Exercise prompt: Only the lines from the one with "hey friend, spot the car windshield" through the end of the material, both ends included, should be retyped exactly.
BEGIN Excerpted data
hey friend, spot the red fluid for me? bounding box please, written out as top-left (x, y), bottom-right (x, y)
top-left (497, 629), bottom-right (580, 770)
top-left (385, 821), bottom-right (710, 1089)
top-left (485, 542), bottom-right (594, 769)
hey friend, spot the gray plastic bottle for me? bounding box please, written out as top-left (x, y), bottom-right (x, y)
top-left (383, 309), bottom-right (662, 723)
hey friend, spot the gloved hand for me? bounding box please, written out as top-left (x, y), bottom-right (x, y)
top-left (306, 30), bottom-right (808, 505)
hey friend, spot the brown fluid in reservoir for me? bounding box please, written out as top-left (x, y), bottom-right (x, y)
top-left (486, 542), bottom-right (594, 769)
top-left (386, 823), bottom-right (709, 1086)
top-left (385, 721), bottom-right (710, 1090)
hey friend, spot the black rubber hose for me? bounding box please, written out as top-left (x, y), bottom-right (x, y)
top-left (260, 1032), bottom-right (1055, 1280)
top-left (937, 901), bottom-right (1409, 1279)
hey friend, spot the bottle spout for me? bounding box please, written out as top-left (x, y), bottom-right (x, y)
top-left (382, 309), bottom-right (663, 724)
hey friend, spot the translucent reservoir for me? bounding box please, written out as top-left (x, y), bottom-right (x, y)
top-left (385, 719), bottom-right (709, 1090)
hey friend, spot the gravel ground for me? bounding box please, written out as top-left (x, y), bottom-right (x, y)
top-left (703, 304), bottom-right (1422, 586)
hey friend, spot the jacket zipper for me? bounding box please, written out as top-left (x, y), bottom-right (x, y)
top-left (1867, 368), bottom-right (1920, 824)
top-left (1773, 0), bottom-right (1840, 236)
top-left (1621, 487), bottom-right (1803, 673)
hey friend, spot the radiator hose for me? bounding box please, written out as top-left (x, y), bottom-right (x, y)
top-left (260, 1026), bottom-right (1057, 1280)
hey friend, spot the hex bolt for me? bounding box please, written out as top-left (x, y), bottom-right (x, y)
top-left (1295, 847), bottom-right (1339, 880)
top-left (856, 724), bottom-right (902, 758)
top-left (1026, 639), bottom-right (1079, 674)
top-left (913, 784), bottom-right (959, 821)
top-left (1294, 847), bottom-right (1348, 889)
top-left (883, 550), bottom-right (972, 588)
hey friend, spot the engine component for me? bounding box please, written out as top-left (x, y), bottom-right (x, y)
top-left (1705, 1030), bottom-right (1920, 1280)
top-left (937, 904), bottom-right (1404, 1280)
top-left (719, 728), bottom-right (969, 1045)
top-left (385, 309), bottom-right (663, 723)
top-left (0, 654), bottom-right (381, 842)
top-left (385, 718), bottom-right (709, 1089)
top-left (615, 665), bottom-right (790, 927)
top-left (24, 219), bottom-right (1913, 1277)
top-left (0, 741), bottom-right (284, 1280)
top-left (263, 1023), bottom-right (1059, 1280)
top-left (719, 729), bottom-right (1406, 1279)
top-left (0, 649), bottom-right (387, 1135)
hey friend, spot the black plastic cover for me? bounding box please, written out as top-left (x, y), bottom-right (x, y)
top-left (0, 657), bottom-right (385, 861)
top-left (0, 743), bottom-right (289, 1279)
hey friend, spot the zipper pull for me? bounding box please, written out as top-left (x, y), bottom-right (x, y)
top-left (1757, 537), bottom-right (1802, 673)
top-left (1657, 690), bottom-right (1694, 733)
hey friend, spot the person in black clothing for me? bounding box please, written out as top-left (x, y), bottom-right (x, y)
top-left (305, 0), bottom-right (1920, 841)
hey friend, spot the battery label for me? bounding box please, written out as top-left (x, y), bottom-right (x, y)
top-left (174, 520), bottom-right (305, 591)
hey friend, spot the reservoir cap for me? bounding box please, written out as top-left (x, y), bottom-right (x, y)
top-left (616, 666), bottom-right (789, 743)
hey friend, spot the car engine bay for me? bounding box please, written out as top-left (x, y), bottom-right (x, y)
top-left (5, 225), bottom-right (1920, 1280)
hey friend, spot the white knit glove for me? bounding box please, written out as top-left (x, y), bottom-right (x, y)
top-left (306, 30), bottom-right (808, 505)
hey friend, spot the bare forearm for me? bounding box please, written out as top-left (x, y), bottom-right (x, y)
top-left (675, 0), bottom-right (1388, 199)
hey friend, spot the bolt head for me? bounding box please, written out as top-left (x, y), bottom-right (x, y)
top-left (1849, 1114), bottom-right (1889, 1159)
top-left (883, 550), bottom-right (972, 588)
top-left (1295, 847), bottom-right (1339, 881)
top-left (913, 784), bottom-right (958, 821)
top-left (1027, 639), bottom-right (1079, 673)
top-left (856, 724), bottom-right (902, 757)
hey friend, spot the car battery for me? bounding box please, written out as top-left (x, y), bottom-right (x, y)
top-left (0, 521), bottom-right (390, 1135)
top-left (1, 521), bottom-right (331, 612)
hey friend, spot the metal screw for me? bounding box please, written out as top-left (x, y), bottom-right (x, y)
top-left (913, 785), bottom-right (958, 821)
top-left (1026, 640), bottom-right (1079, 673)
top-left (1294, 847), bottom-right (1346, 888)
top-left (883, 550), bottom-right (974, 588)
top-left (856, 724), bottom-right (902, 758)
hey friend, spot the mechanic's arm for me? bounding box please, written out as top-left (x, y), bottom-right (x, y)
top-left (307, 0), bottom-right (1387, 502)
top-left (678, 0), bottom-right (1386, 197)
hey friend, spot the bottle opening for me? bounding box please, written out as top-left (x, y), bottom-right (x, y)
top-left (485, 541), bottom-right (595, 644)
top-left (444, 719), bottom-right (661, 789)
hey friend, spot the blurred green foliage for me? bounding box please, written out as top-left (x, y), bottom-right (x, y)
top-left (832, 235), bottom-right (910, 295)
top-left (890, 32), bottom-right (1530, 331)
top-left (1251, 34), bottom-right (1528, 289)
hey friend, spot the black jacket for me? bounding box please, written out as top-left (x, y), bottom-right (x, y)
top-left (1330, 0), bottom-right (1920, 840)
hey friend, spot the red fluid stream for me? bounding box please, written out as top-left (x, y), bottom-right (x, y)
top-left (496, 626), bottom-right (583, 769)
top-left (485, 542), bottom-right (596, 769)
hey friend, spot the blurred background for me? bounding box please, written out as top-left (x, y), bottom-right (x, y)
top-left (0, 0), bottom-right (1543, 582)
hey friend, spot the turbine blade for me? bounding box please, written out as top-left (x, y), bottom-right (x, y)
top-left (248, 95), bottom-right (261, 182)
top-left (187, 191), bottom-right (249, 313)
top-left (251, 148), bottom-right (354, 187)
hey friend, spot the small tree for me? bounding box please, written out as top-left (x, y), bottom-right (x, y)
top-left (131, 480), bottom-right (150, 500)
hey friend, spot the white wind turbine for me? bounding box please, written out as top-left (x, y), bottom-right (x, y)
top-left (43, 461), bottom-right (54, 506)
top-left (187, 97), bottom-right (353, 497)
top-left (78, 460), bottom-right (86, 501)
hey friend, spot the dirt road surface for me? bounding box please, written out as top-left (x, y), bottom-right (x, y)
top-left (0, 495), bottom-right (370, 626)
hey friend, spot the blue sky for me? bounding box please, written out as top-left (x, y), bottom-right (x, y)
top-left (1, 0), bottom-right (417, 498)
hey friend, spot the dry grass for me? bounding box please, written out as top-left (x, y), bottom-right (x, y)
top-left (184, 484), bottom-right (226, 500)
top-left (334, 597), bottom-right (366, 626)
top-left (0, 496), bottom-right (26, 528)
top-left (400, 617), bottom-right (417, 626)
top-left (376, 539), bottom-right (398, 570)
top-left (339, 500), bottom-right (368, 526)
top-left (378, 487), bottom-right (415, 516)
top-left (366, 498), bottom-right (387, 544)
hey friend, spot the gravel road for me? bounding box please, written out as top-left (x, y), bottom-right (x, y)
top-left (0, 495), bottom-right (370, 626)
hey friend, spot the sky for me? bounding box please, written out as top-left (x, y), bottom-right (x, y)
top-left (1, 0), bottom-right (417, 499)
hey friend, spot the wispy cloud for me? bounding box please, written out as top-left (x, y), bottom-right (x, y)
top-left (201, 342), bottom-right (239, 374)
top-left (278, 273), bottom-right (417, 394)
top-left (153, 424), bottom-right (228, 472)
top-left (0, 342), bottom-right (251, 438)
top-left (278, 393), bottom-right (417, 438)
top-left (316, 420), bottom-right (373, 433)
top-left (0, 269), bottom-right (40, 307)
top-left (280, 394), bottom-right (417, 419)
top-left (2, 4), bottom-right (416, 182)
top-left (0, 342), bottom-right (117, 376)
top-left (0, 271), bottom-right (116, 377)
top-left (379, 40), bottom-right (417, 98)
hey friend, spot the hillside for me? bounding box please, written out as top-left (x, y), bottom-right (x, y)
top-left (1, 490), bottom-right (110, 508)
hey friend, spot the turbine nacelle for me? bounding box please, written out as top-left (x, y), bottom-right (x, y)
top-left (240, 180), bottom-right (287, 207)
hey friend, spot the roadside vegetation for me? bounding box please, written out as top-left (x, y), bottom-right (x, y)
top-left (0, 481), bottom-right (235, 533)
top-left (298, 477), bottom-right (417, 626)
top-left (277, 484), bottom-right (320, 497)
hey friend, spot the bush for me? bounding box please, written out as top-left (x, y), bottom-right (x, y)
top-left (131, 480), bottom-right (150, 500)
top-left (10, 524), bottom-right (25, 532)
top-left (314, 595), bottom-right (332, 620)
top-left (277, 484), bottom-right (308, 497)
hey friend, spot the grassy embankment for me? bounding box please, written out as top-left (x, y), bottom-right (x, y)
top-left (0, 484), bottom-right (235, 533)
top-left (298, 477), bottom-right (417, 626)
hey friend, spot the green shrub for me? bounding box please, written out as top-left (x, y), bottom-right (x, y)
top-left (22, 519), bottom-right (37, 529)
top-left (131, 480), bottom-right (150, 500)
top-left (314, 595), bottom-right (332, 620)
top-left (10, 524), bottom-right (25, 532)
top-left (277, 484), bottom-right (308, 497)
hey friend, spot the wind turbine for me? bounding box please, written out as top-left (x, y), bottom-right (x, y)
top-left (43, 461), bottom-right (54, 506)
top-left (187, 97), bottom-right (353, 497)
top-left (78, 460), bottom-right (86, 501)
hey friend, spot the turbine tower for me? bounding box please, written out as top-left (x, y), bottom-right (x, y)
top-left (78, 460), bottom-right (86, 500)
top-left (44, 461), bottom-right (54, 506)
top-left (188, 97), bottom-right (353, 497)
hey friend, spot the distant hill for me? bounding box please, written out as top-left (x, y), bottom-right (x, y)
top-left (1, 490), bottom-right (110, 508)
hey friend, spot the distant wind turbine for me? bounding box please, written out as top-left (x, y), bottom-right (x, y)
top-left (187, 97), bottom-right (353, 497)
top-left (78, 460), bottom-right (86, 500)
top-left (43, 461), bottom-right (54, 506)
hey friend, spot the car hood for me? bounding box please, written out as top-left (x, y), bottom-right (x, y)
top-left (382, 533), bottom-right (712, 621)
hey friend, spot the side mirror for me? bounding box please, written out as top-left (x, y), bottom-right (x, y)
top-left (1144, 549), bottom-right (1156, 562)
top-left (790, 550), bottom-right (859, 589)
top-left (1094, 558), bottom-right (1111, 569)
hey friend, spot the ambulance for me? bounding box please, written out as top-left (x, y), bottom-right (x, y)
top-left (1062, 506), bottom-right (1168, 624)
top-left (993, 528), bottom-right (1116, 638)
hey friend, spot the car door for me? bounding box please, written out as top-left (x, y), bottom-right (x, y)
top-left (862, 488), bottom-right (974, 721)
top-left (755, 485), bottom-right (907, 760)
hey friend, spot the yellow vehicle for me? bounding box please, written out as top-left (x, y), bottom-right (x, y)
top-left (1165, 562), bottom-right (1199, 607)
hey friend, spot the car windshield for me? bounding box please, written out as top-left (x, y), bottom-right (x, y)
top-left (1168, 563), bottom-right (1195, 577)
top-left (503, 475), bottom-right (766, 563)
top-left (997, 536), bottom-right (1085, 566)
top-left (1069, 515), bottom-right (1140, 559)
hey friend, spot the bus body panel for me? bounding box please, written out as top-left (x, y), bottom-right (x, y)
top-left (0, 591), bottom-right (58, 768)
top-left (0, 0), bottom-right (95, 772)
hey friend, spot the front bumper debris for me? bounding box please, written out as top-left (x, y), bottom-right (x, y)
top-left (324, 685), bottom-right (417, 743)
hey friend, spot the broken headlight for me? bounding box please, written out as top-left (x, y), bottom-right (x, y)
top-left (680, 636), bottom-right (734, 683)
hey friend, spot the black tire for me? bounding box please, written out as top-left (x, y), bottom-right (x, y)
END Excerpted data
Solution for this problem:
hey friend, spot the car windshield for me? bounding box please, written out as top-left (x, y), bottom-right (x, y)
top-left (1168, 563), bottom-right (1195, 577)
top-left (503, 475), bottom-right (766, 563)
top-left (997, 536), bottom-right (1085, 566)
top-left (1069, 515), bottom-right (1140, 559)
hey friend, spot the bus body panel for me? bounding box please, written out as top-left (x, y), bottom-right (x, y)
top-left (0, 591), bottom-right (58, 768)
top-left (0, 0), bottom-right (95, 772)
hey friend, spot the front bumper debris for me? bounding box please, written out as top-left (x, y), bottom-right (x, y)
top-left (324, 685), bottom-right (417, 743)
hey friend, spot the broken headlight for me? bounding box please, written out as top-left (x, y), bottom-right (x, y)
top-left (680, 636), bottom-right (734, 683)
hey friend, spot the black tire for me? bounding box please, written out as top-left (x, y), bottom-right (x, y)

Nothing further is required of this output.